• Short problem 1
Reproduce the passage of the baptism sermon from "I will confess" up to and including "church, no doubt.", word for word.
• Short problem 2
Carry on writing the sermon on the baptism of Jesus, picking up after its last sentence.

-- BEGIN Text to read --

Audio version available HERE.

It is a gift to be here today with you, thank you for welcoming me to your pulpit. Since I work here at Covenant in the presbytery offices I feel connected to you all throughout the week and get to say a quick hello to many of you. I am the Mission Advocate for Hunger, Poverty & Peacemaking and I have been on staff for over four years. We have a lot going on at the Presbytery of the Pacific; I have been co-coordinating a New Orleans trip in February, and will be coordinating a Big Sunday volunteer weekend and Habitat Youth Event in the spring. I’m also promoting and practicing the Presbyterian Hunger Program’s monthly weekend fast for 2009, in response to the Global Hunger Crisis, as well as promoting fair trade products and a Palm Sunday eco-justice project. And soon we will begin planning for another trip to Nicaragua, and have been so blessed to work with Leslie Evans and Lee Gardner. I am happy to share with you all that is going on, so please talk with me after church if you have any questions, and if you have an idea or a project you would like to see implemented presbytery-wide, let us know and we’ll do what we can to make it happen!

Today we remember the baptism of Jesus, and for those of you here today who have been baptized, I would like to begin by taking a poll: how many of you can remember or recall the moment you were baptized? Would anyone be willing to share that memory?

I will confess that I don’t remember my own baptism, but there is a family story about my baptism. My father is a Presbyterian pastor as well, and he tells the story that out of all of his almost-40 years of ministry, the only time he baptized infants who were screaming at the top of their lungs was the time when he baptized me and my two sisters. At the ripe old age of 10 months I knew I absolutely did NOT want to be baptized. But baptized I was—an unforgettable moment in the life of that little church, no doubt.

For our first call out of seminary, my husband Jason and I served as co-pastors in Alaska, on St. Lawrence Island in the Bering Sea, which was a mere 40 miles from the far NW corner of Sibera. There we had the great privilege of meeting with a leader of a Christian house church in Siberia. The church in Siberia among the Inuit is still very new, and when we met with her, she described how they did adult baptisms: and yes indeed, to my wide-eyed amazement, they baptized in the cold, frigid waters of an Arctic stream, during the summer months when the ice melted long enough for water to flow. Now that’s a baptism no one would forget!

One would be hard pressed to forget a baptism in a Christian church in third century Rome as well. Early Christian baptisms were often life-altering experiences. In the early centuries of the church, when you came to be presented for baptism after a time of preparation, study, and fasting, you were sent down into the catacombs without clothing, and were asked to renounce evil and death. Then you were asked if you believed in Jesus Christ. Upon confessing your faith, you were immersed in the murky dark waters of the catacombs three times, after which you would emerge and receive new white clothing from a deacon. Once you were clothed you would then walk up into the light and be fully embraced by the community of believers, receiving the kiss of peace.

-- END Text to read --
-- BEGIN Excerpted records --

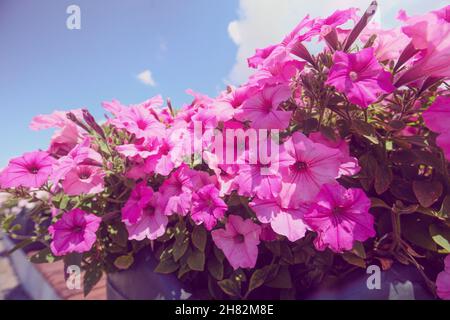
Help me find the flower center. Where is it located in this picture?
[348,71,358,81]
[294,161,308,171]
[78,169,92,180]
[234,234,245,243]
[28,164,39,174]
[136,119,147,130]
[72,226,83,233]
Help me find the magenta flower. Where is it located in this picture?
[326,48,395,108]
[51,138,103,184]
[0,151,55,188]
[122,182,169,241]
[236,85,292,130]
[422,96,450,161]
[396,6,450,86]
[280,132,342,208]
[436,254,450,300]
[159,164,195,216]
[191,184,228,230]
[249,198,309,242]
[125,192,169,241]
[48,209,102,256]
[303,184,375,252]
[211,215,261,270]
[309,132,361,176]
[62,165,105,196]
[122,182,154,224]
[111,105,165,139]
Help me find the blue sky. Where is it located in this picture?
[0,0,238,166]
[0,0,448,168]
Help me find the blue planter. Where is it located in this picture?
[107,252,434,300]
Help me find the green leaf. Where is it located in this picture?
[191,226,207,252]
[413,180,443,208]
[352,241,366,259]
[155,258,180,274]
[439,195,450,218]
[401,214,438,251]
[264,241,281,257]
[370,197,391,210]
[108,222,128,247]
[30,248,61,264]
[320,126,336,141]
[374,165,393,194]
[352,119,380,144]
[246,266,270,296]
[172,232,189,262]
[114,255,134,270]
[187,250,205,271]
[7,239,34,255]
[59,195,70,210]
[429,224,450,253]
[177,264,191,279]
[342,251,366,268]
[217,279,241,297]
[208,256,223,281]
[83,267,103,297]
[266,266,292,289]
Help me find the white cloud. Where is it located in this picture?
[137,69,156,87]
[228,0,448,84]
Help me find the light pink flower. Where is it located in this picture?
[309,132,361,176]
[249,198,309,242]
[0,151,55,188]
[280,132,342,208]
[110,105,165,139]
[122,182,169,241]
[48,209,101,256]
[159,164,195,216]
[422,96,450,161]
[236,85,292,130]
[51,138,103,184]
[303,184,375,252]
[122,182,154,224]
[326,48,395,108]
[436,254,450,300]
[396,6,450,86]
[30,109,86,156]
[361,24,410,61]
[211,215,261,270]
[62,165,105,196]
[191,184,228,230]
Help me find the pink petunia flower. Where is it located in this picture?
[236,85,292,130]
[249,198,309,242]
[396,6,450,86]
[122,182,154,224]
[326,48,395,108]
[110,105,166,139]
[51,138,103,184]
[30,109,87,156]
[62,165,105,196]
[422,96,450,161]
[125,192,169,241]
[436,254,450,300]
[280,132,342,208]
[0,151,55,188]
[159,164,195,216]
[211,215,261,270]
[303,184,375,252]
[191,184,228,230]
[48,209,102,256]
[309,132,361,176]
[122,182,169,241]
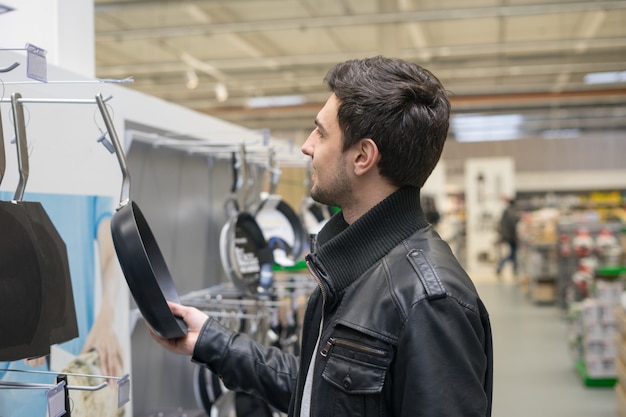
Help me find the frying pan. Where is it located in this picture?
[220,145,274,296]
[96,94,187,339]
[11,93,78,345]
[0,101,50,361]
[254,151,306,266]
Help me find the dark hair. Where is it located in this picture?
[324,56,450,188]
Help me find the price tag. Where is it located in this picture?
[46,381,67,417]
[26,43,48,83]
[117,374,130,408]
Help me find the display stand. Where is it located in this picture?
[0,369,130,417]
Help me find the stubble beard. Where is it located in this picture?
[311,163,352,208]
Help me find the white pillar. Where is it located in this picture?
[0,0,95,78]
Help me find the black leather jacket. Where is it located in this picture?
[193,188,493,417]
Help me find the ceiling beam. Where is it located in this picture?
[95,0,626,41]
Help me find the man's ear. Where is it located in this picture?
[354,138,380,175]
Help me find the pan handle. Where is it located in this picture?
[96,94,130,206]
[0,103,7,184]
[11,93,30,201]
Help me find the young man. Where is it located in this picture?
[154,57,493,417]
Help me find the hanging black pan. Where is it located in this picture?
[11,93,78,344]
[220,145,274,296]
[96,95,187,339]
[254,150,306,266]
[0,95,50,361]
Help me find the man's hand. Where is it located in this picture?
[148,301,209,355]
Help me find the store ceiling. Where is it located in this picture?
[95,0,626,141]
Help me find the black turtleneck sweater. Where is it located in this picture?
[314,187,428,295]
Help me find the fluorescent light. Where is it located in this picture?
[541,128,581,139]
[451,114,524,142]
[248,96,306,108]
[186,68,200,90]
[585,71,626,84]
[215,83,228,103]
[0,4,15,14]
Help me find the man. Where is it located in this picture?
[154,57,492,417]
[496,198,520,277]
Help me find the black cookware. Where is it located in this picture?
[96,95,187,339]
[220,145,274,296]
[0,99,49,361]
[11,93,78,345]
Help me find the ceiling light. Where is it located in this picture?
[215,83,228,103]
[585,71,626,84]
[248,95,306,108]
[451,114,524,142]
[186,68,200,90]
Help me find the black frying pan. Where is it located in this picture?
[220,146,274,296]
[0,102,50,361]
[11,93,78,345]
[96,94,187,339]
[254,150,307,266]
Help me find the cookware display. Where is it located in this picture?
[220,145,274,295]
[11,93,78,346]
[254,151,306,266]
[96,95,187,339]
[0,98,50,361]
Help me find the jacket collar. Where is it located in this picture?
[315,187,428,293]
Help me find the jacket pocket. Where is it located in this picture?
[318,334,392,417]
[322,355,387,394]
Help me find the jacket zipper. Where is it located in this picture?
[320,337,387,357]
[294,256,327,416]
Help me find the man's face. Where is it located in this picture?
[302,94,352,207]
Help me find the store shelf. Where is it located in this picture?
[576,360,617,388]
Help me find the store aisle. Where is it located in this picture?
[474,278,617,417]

-- END Excerpted records --

• Final result 1
I will confess that I don’t remember my own baptism, but there is a family story about my baptism. My father is a Presbyterian pastor as well, and he tells the story that out of all of his almost-40 years of ministry, the only time he baptized infants who were screaming at the top of their lungs was the time when he baptized me and my two sisters. At the ripe old age of 10 months I knew I absolutely did NOT want to be baptized. But baptized I was—an unforgettable moment in the life of that little church, no doubt.

• Final result 2
We know that the confession of faith that happened at baptism for early Christians was very clearly about entering into a new reality, a new way of life. After being baptized in the early centuries as a Christian you had truly been risen from death to life with Christ, had been washed clean, marked as Christ’s own. You were reborn, not from a mother’s womb but from the womb of the Spirit, from God. You were spiritually rebirthed, you were born again. You had become a son or a daughter of God, a follower of Jesus, a new creation.

Whether you recall the moment of your baptism or not, my word to you this day, on the day we celebrate Jesus’ baptism, is to remember your baptism—remember who you are and whose you are. Like watermarks, or imprints put into valuable paper while still wet in order to identify them, so too are our baptisms; a mark of the Holy Spirit through water that, though not visible to us at times, remains imprinted in us throughout our lives.

John’s baptisms in the river Jordan were baptisms of repentance that had a specific, concrete act of justice for each person who was baptized: for the one with two coats, it was to share with someone who had no coat; for the one with food, it was to share with those who had none; for the tax collector, it was to collect taxes justly; for the soldier, it was to rob no one, and cease violence and accusing people falsely. It was a baptism of conversion into a more righteous and just way of living that has an undeniable economic ethic to it; the rich were called to share so that the poor had enough. In the gospel of Luke, after Jesus was baptized he went into the desert where he was tempted by the devil to claim all authority and power for himself and power over the kingdoms of the world. Jesus refuses, and instead goes to the Temple where he claims his baptism from John in the Jordan, saying: “the Spirit of the Lord is upon me because God has anointed me to preach good news to the poor, release to the captives and recovering of sight to the blind, to set at liberty those who are oppressed, and to proclaim the acceptable year of the Lord.” Jesus’ baptism was his initiation—his ordination--into his ministry of compassion, healing, grace and good news for the poor.

This too is the meaning of our baptisms. At our baptisms we too are baptized into the life of Christ and into his ministry. Our initiation into the Christian faith through our baptisms marks us as God’s beloved children, bathes us in the endless grace of God, and sends us out. Our baptisms claim the powerful love of God in Christ that we are radically loved and forgiven, and that in response to this grace, we are called to love and serve the world. We are engrafted into Christ—we put on Christ--and then participate in his ministry of good news that the hungry are fed, the lame walk, the blind see, the rich share, the outcasts are loved. We are baptized into Christ’s way—into his death, as Paul says in Romans—so that we will more and more fully come alive in him. So on this day, remember your baptism.

Imagine with me for a moment what the words of repentance John the Baptist would call us to today: Do you have enough food to eat in this economy? Then give to the LAX food pantry. Do you have a home in this time of skyrocketing foreclosure rates? Then build a home for Habitat, or pray about how you can use your home for others. Do you have extra coats in your closet? Give them to goodwill, or hand it out in person to someone on the streets. Do you have a job that provides for you and your family during this time when unemployment is at its highest percentage since 1945? Then offer assistance to those who are unemployed and march with the hotel workers at the LAX Hilton who are trying to secure a liveable wage. Remember who you are and whose you are: remember your baptism.

And what if you have experienced the hardship of job loss, or a foreclosure, or you have had to start going to food banks to put dinner on the table for your children? Then remember your baptism; remember you are forever sealed in God’s grace and God will not abandon you.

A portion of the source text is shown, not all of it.